DIRECTIONS FOR THIS TASK = Copy the lines below word for word, leaving out the pictures.

************

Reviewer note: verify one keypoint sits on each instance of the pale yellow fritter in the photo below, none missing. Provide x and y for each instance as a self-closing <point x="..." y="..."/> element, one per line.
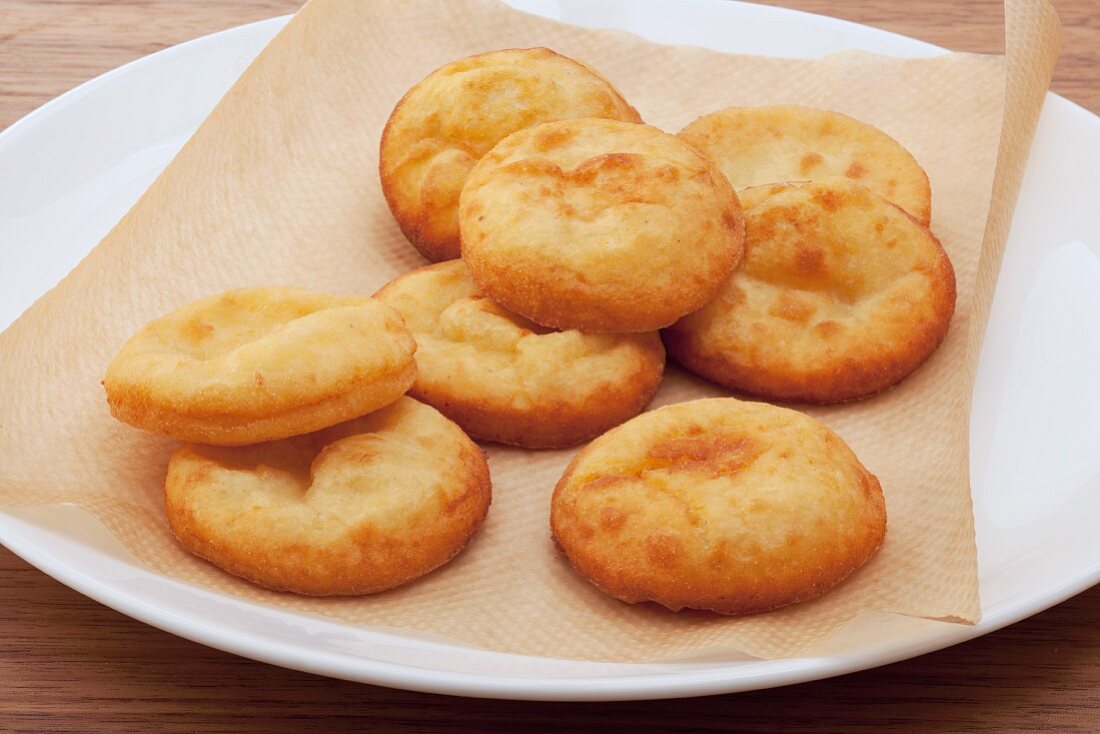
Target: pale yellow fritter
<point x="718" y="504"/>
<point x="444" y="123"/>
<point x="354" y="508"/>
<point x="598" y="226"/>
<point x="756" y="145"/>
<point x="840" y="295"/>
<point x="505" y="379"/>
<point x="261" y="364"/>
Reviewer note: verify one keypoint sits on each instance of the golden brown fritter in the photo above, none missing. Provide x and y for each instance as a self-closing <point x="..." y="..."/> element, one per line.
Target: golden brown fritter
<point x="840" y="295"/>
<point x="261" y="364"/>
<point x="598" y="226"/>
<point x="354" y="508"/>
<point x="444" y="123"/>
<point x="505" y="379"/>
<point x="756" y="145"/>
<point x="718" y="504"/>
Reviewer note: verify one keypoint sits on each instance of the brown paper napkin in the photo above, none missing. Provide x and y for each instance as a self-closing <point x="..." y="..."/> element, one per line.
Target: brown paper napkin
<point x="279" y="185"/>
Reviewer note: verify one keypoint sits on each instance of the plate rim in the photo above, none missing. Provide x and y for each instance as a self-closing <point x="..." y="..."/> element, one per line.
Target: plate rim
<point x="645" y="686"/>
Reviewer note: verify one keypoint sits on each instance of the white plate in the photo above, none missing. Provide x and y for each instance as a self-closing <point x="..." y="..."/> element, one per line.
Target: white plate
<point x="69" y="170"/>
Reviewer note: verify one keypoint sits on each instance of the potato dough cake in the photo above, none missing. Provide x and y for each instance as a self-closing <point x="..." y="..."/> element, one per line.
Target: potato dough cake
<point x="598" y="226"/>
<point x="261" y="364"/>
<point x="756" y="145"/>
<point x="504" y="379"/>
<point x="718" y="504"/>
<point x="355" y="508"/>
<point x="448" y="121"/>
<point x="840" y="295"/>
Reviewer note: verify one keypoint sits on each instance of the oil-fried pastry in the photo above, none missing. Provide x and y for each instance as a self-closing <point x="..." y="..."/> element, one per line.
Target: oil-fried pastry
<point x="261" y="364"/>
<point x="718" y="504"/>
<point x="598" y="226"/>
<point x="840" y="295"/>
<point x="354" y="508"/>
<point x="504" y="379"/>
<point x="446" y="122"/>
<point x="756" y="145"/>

************

ANSWER TO THIS EXERCISE =
Reviewer note: verify one keypoint sits on each instance of the pale yellow fritter in the photo below, none missing. Provide x and y for each instance as a self-closing <point x="..." y="..."/> element, one per line.
Target: pale yellow fritter
<point x="718" y="504"/>
<point x="444" y="123"/>
<point x="354" y="508"/>
<point x="598" y="226"/>
<point x="756" y="145"/>
<point x="840" y="295"/>
<point x="505" y="379"/>
<point x="261" y="364"/>
Reviewer note: verify one keypoint sits on each instance of the golden brown fritter in the photo above, none missing. Provide x and y for each instance as a self-closing <point x="..." y="..."/> element, one per line.
Target: golden brown fritter
<point x="840" y="295"/>
<point x="261" y="364"/>
<point x="598" y="226"/>
<point x="354" y="508"/>
<point x="444" y="123"/>
<point x="505" y="379"/>
<point x="756" y="145"/>
<point x="718" y="504"/>
Reviewer note: verify one keypoint sits on each instance of the brown paper napkin in the photo above, none missing. Provide x and y for each instance as a self-closing <point x="..." y="..."/> element, one per line.
Target: brown paper napkin
<point x="279" y="185"/>
Reviewer note: verify one keypoint sits on each instance of the plate rim in the photo above, none missing. Provide x and y for each instance as a self-closing <point x="..." y="..."/> element, one per line.
Target: plate rim
<point x="645" y="686"/>
Reviewer note: verify one keypoint sits on each instance of the white plate in the photo above, none missing. Provide x and y for each instance as a self-closing <point x="..." y="..."/> element, one per line.
Target: white plate
<point x="69" y="170"/>
Reviewer note: verify one keypoint sits on each instance of the potato dough cake in the photo above, none missing. Provide x and y for each instance as a self-closing <point x="..." y="..."/> element, one per line.
Target: potato dough cake
<point x="598" y="226"/>
<point x="261" y="364"/>
<point x="756" y="145"/>
<point x="504" y="379"/>
<point x="718" y="504"/>
<point x="355" y="508"/>
<point x="448" y="121"/>
<point x="840" y="295"/>
Reviewer note: verify one keypoint sits on each instance of the oil-fried pastry in the photo above, none missing. Provide x and y for each instance as a self-closing <point x="..." y="..."/> element, one per line.
Target: oil-fried pastry
<point x="261" y="364"/>
<point x="718" y="504"/>
<point x="598" y="226"/>
<point x="840" y="295"/>
<point x="354" y="508"/>
<point x="504" y="379"/>
<point x="446" y="122"/>
<point x="756" y="145"/>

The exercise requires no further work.